■ **Podany tekst**
Reklama

Biznes

Gdyby PiS wprowadził jeden podatek od sprzedaży, rozwiązałby wiele problemów

O programie gospodarczym PiS, który właśnie przejmuje w Polsce niepodzielne rządy z dr. Krzysztofem Kaszubą, ekonomistą z Rzeszowa rozmawia Alina Bosak.
Dodano: 28.10.2015
23171_21188_1669_KrzysztofKaszuba
Share
Udostępnij
PiS w swoim programie wiele miejsca poświęcił sprawom gospodarczym i poprawie sytuacji materialnej polskich rodzin. Najwięcej emocji budzi obietnica 500-złotowej zapomogi na drugie i kolejne dziecko, a w przypadku najbiedniejszych – także na pierwsze. To dobry pomysł? 
 
Ta propozycja jest do przyjęcia, ale dotyczyć musi osób i rodzin biedniejszych. Najprościej, aby otrzymywały ją rodziny, w których dochody obojga rodziców nie przekraczają średniej krajowej, czyli obecnie ok. 4 tys. zł brutto. To powinno być rozwiązanie tymczasowe, skierowane do biedniejszych, także do młodych rodzin, które borykają się ze spłatą kredytu mieszkaniowego. Na pewno wsparciem nie mogą być objęci wszyscy bez wyjątku. Oczywiście, istnieje niebezpieczeństwo szarej strefy, ukrywania dochodów, łatwiej byłoby tego uniknąć, gdyby te 500 zł było wliczane do ulgi podatkowej, ale wtedy nie skorzystaliby ze wsparcia ci, którzy osiągają bardzo niskie dochody lub nie pracują.

■ **Zadania do wykonania**
(a) Według wywiadu o programie gospodarczym PiS, jakie rodziny powinny najprościej otrzymywać 500 zł na dziecko?
(b) Poprowadź dalej wywiad o programie gospodarczym PiS, zaczynając po jego ostatnim zdaniu.

Wiersze ze zbioru danych do wskazywania

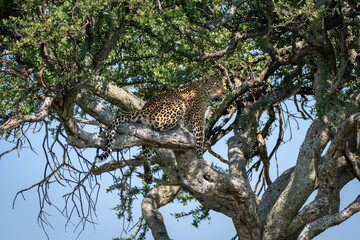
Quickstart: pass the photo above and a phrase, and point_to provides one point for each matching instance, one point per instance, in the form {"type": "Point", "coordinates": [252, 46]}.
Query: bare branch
{"type": "Point", "coordinates": [14, 122]}
{"type": "Point", "coordinates": [155, 199]}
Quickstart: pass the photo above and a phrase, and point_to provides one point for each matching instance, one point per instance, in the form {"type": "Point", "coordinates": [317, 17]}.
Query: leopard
{"type": "Point", "coordinates": [168, 109]}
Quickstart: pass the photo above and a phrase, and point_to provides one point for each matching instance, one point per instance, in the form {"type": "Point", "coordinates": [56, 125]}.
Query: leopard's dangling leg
{"type": "Point", "coordinates": [148, 177]}
{"type": "Point", "coordinates": [126, 117]}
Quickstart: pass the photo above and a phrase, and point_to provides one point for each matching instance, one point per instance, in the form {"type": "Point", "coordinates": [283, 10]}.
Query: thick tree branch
{"type": "Point", "coordinates": [14, 122]}
{"type": "Point", "coordinates": [154, 200]}
{"type": "Point", "coordinates": [318, 226]}
{"type": "Point", "coordinates": [118, 96]}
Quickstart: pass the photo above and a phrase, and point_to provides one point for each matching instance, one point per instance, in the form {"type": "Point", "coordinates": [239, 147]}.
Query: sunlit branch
{"type": "Point", "coordinates": [14, 122]}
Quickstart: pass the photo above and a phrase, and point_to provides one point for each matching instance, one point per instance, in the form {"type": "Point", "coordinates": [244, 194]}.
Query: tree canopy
{"type": "Point", "coordinates": [68, 67]}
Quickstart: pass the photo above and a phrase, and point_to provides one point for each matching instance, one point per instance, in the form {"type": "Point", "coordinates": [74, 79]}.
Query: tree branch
{"type": "Point", "coordinates": [14, 122]}
{"type": "Point", "coordinates": [156, 198]}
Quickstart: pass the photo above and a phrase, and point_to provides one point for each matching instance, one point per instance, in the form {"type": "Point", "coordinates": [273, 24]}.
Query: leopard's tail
{"type": "Point", "coordinates": [110, 139]}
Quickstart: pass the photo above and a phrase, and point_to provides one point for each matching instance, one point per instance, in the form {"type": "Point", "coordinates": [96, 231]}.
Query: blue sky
{"type": "Point", "coordinates": [21, 222]}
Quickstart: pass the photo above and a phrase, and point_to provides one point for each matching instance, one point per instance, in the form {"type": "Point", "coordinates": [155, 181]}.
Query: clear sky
{"type": "Point", "coordinates": [17, 173]}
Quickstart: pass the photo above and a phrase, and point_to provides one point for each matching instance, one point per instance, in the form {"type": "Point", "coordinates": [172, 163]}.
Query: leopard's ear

■ **Odpowiedzi do ćwiczenia**
(a) Rodziny, w których dochody obojga rodziców nie przekraczają średniej krajowej, czyli obecnie ok. 4 tys. zł brutto.

(b)
PiS chce także skrócić wiek emerytalny…
 
I słusznie. Poprzednie rozwiązanie było dobre. Przecież, kto chciał, mógł dłużej pracować, do 67, 70 lat. Warto byłoby natomiast rozwiązać problem zbyt wczesnego przechodzenia na emeryturę służb mundurowych. Strażacy, policjanci, wojskowi mogliby pozostawać przecież na służbie dłużej, tylko przeniesieni na stanowiska biurowe, gdzie korzystano by z ich wiedzy i doświadczenia. Dziś polska armia zatrudnia firmy ochroniarskie do pilnowania koszar, a sprawnych i wyszkolonych ludzi odsyła na emeryturę. Wcześniej na emeryturę na pewno powinni przechodzić górnicy, ale ci prawdziwi – pracujący pod ziemią, a nie osoby zza biurkiem.
 
Nowy rząd zapowiada wprowadzenie podatku obrotowego dla wielkopowierzchniowych sklepów i podatku bankowego. Dobre propozycje?
 
Patologie systemu podatkowego rozwiązałoby zlikwidowanie podatku od osób prawnych (CIT), ponieważ i tak mało kto go płaci, a wprowadzenie podatku od przychodów ze sprzedaży dla wszystkich podmiotów gospodarczych. Powinny go płacić i sklepy, i inne przedsiębiorstwa, i fundacje, spółdzielnie, rolnicy. W tej grupie powinny znaleźć się także banki, z nieco odmiennym sposobem przeliczania tego podatku. 
 
Wspomniał pan o rolnikach. Dla nich pewnie najważniejsze jest to, że PiS obiecuje zostawienie KRUS-u. Przecież od wielu lat mówi się, że nie powinno być odrębnego systemu ubezpieczeń dla rolników.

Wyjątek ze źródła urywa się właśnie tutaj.